» Work to complete
Please retype the data in full, exactly as given.

Saved entries:
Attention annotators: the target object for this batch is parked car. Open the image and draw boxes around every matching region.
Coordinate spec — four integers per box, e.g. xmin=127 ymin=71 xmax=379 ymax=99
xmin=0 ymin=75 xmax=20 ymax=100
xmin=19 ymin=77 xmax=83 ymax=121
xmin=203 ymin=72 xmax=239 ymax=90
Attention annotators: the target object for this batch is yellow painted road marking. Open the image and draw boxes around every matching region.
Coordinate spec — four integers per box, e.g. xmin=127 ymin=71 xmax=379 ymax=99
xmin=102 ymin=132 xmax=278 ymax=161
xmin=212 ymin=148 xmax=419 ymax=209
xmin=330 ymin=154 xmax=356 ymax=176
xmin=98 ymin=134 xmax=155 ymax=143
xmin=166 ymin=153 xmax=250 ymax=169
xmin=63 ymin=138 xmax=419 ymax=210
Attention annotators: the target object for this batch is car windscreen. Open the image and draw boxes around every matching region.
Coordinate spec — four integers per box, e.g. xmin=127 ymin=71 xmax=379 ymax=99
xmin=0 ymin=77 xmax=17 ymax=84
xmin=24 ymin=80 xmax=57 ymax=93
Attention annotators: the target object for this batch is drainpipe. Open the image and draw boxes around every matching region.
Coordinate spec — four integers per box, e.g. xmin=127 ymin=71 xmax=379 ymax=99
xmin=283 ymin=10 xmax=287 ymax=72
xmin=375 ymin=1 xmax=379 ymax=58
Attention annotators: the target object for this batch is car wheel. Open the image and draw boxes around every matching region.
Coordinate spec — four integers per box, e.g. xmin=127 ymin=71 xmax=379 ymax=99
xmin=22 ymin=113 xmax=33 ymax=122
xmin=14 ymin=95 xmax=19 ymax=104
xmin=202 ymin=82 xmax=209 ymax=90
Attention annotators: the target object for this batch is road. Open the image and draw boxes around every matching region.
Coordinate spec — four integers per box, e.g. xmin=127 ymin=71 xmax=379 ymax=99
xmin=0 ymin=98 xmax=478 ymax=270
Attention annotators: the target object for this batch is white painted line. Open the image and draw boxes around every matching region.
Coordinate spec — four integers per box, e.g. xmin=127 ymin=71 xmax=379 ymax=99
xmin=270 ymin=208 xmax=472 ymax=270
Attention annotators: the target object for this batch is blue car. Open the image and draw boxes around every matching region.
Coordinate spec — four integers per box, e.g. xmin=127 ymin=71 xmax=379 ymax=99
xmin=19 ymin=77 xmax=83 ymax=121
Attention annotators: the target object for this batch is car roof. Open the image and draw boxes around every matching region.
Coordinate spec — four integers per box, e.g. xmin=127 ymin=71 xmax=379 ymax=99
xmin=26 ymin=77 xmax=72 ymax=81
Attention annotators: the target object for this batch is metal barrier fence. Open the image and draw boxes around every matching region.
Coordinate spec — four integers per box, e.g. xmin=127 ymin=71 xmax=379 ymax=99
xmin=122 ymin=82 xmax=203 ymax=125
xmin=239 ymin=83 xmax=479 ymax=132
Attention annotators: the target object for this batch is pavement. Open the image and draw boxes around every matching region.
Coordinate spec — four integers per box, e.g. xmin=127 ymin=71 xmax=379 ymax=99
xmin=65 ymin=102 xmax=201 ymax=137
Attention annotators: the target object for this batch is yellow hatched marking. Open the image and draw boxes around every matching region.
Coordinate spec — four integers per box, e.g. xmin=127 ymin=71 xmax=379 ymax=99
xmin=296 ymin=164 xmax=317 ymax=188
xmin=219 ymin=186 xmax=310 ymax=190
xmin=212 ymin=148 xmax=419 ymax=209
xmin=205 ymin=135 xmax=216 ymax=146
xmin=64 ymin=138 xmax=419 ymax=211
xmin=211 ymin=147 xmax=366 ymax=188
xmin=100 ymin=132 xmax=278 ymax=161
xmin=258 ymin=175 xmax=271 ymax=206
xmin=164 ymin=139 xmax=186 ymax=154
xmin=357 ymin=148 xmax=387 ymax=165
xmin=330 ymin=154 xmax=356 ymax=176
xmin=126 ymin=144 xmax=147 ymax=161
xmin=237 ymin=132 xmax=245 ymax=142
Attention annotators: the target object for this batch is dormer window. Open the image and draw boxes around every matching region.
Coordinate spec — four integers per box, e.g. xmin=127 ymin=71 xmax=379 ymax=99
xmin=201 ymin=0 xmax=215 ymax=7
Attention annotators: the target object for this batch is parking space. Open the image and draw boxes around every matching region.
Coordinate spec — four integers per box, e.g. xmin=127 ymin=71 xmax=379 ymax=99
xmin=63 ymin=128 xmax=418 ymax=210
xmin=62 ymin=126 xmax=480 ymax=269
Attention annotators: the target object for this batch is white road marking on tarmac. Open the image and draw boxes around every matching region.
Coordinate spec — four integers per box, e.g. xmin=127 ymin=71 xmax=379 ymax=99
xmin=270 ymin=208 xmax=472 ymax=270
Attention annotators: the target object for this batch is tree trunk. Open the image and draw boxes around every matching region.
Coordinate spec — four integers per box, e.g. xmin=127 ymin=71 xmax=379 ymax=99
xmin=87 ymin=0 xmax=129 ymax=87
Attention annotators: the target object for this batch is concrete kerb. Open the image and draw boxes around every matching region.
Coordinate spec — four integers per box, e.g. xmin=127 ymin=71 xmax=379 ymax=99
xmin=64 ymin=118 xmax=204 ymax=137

» Written solution
Attention annotators: the target object for this batch is parked car. Open the image and draw boxes around every matching region.
Coordinate spec — four integers per box, e.g. xmin=127 ymin=71 xmax=379 ymax=99
xmin=0 ymin=75 xmax=20 ymax=100
xmin=19 ymin=77 xmax=83 ymax=121
xmin=203 ymin=72 xmax=239 ymax=90
Attention annotators: the target object for this batch is yellow painted road marking. Open the image and draw boxes around every matching region.
Coordinate spec — four integers per box, e.g. xmin=127 ymin=71 xmax=379 ymax=99
xmin=102 ymin=132 xmax=278 ymax=161
xmin=212 ymin=148 xmax=419 ymax=209
xmin=330 ymin=154 xmax=356 ymax=176
xmin=98 ymin=134 xmax=155 ymax=143
xmin=166 ymin=153 xmax=250 ymax=169
xmin=63 ymin=138 xmax=419 ymax=210
Attention annotators: the target object for this batch is car windscreen. Open the image and draw boxes around every matching region.
Coordinate spec — four integers per box, e.g. xmin=127 ymin=71 xmax=379 ymax=99
xmin=0 ymin=77 xmax=17 ymax=84
xmin=24 ymin=80 xmax=57 ymax=93
Attention annotators: the target object for this batch is drainpipe. Open the image and draw boxes around every matching region.
Coordinate spec — four integers per box, e.g. xmin=127 ymin=71 xmax=379 ymax=99
xmin=283 ymin=10 xmax=287 ymax=72
xmin=375 ymin=1 xmax=379 ymax=58
Attention annotators: the target object for this batch is car wheel. Open the image and draw boxes around every matching region.
Coordinate spec — four integers per box, e.g. xmin=127 ymin=71 xmax=379 ymax=99
xmin=22 ymin=113 xmax=33 ymax=122
xmin=14 ymin=95 xmax=19 ymax=104
xmin=202 ymin=82 xmax=209 ymax=90
Attention annotators: the target object for this batch is road. Open the image and draw boxes around every matching region.
Coordinate spec — four integers per box, e.g. xmin=127 ymin=71 xmax=379 ymax=99
xmin=0 ymin=98 xmax=478 ymax=270
Attention annotators: the target object for this batch is white painted line. Open the image and draw boxes around every matching region.
Coordinate spec — four integers per box, e.g. xmin=127 ymin=71 xmax=379 ymax=99
xmin=270 ymin=208 xmax=472 ymax=270
Attention annotators: the target object for this batch is blue car. Open the image and draw boxes around every matching region.
Coordinate spec — four integers per box, e.g. xmin=127 ymin=71 xmax=379 ymax=99
xmin=19 ymin=77 xmax=83 ymax=121
Attention annotators: the target object for this batch is car roof. Open the image and draw boxes around every matching region.
Coordinate spec — four integers per box, e.g. xmin=127 ymin=71 xmax=379 ymax=99
xmin=26 ymin=77 xmax=72 ymax=81
Attention annotators: the target object for this batch is metal barrier fence. Open the image and draw boxes around every matching region.
Coordinate spec — four integers per box, e.g. xmin=127 ymin=71 xmax=379 ymax=99
xmin=122 ymin=82 xmax=203 ymax=125
xmin=239 ymin=83 xmax=479 ymax=132
Attention annotators: the target object for this batch is pavement. Open the image and draw boxes around every matching region.
Coordinate spec — four integers per box, e.g. xmin=127 ymin=71 xmax=379 ymax=99
xmin=65 ymin=102 xmax=201 ymax=137
Attention annotators: the target object for this batch is yellow hatched marking. Open the image and draw boxes around every matching region.
Coordinate spec — four integers per box, e.g. xmin=127 ymin=71 xmax=379 ymax=99
xmin=296 ymin=164 xmax=317 ymax=188
xmin=219 ymin=186 xmax=310 ymax=190
xmin=212 ymin=148 xmax=419 ymax=209
xmin=205 ymin=135 xmax=216 ymax=146
xmin=64 ymin=138 xmax=419 ymax=211
xmin=211 ymin=147 xmax=366 ymax=188
xmin=100 ymin=132 xmax=278 ymax=161
xmin=258 ymin=175 xmax=271 ymax=206
xmin=164 ymin=139 xmax=186 ymax=154
xmin=357 ymin=148 xmax=387 ymax=165
xmin=330 ymin=154 xmax=356 ymax=176
xmin=126 ymin=144 xmax=147 ymax=161
xmin=237 ymin=132 xmax=245 ymax=142
Attention annotators: the target object for this batch is dormer window. Open the image and draw boxes around every matching region.
Coordinate spec — four integers per box, e.g. xmin=127 ymin=71 xmax=379 ymax=99
xmin=201 ymin=0 xmax=215 ymax=7
Attention annotators: the target object for this batch is parking space. Open the image and draw boxes around every matching region.
Coordinate spec — four integers per box, e.g. xmin=127 ymin=71 xmax=379 ymax=99
xmin=63 ymin=128 xmax=418 ymax=210
xmin=62 ymin=126 xmax=480 ymax=269
Attention annotators: the target object for this batch is white road marking on tarmac. Open the image and draw boxes around every matching region.
Coordinate spec — four integers per box, e.g. xmin=127 ymin=71 xmax=379 ymax=99
xmin=270 ymin=208 xmax=472 ymax=270
Attention annotators: the target object for this batch is tree trunk. Open the image and draw boxes around every matching region.
Coordinate spec — four integers per box, e.g. xmin=127 ymin=71 xmax=379 ymax=99
xmin=87 ymin=0 xmax=129 ymax=87
Attention annotators: the target object for this batch is concrete kerb. Open the image and draw boxes around every matching region.
Coordinate spec — four integers per box, e.g. xmin=127 ymin=71 xmax=379 ymax=99
xmin=64 ymin=118 xmax=204 ymax=137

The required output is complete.